HOW TO COMPLETE THIS TASK: Retype the data that follows exactly. No pictures belong in the copy.

DATA UNDER STUDY:
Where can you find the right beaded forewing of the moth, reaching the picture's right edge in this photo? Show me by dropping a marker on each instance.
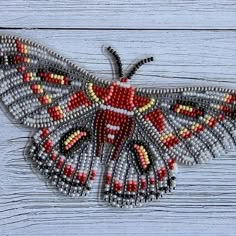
(191, 125)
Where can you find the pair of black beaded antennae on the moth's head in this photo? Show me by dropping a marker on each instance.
(123, 78)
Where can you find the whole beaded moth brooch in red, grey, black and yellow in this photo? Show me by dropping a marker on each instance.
(80, 120)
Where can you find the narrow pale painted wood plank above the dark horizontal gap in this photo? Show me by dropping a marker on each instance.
(151, 14)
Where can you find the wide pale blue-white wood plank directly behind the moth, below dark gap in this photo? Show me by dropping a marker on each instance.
(204, 202)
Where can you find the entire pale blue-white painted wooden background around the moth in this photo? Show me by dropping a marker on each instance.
(204, 202)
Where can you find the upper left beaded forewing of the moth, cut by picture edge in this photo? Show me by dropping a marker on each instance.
(39, 87)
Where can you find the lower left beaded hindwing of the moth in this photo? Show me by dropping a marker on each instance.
(65, 154)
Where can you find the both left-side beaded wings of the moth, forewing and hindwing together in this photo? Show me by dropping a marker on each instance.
(41, 89)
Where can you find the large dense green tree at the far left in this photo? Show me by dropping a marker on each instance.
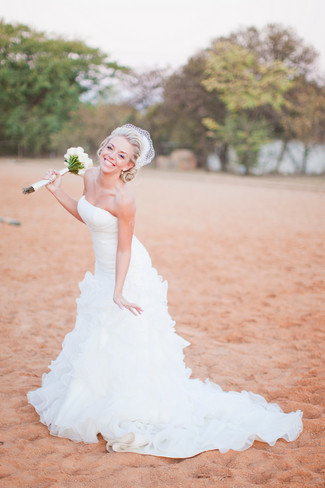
(42, 80)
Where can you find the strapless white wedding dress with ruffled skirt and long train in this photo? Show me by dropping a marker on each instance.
(124, 376)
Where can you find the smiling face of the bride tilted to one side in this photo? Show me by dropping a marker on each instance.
(116, 155)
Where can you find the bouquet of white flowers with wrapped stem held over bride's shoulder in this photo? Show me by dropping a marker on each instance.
(76, 160)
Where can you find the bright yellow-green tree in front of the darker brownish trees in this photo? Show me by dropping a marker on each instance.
(245, 85)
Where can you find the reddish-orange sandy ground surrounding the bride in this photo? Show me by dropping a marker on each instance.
(244, 259)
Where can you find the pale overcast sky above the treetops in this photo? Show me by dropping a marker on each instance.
(164, 33)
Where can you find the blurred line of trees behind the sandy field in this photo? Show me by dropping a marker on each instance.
(242, 91)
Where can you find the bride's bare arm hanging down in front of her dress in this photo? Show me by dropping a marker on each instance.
(126, 215)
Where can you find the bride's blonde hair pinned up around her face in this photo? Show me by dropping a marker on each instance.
(134, 138)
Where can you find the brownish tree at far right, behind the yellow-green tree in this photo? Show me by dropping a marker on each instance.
(302, 117)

YOUR RESPONSE:
Where can you find the right beaded forewing of the moth, reaching the picture's right edge in this photo? Show me by dropping a marker on each instance.
(191, 125)
Where can you find the pair of black beaded antennae on the moth's head in this photo? Show me by dropping a marker on each instance.
(123, 78)
Where can you find the whole beaded moth brooch in red, grey, black and yellow in this photo? Show me by dropping a marker on each instance.
(80, 120)
Where can you find the narrow pale painted wood plank above the dark horizontal gap in this photo? Show me by dropping a marker on each instance.
(151, 14)
Where can you find the wide pale blue-white wood plank directly behind the moth, below dark gap in this photo? Show me by dropping a marker on each instance.
(204, 202)
Where can you find the entire pale blue-white painted wooden background around the moth in this photo? Show me by dropping a marker on each instance.
(204, 202)
Where can you find the upper left beaded forewing of the moth, cut by picture edge in this photo? Show me by dropping a marker on each instance.
(39, 87)
Where can you find the lower left beaded hindwing of the moth in this photo? Show me by dropping a marker on each instance.
(65, 154)
Where can you find the both left-side beaded wings of the moth, forewing and hindwing together in this photo? Show me by dropping a marker on each instance.
(41, 89)
Where can you find the large dense green tree at the far left in this photo? Show me by dropping a marker on each instance.
(42, 80)
Where can you find the strapless white wedding dress with ruffled skirt and long train in this photo? Show me by dropping a marker on each instance.
(124, 376)
Where can you find the smiling face of the bride tilted to one side in this photo? Show me by dropping a marker on each instance.
(116, 155)
Where can you find the bouquet of white flowers with wrapped stem held over bride's shoulder in this photo? Show me by dropping a marker on each instance.
(76, 160)
Where can you find the bright yellow-green tree in front of the darker brownish trees in this photo? Show me by dropping a marker on each instance.
(245, 85)
Where can you find the reddish-orange sandy ground surrounding the bride in this photo? Show me by dropping a marker on each instance.
(244, 259)
Where can you find the pale overcast sky above the treetops in this photo? Show me by dropping a marker on each instance.
(164, 33)
Where can you find the blurred line of trees behind the sandy field in this photo? Show me by dropping a marker on each instance.
(242, 91)
Where can you find the bride's bare arm hanging down in front of her dress in this photo? Show me by dropping a marker on each instance.
(126, 215)
Where can you find the bride's blonde hair pinned up around her face in this photo? Show me by dropping a marker on each instance.
(134, 138)
Where can you find the brownish tree at far right, behind the yellow-green tree in this photo? Show me by dropping a marker on each instance.
(302, 117)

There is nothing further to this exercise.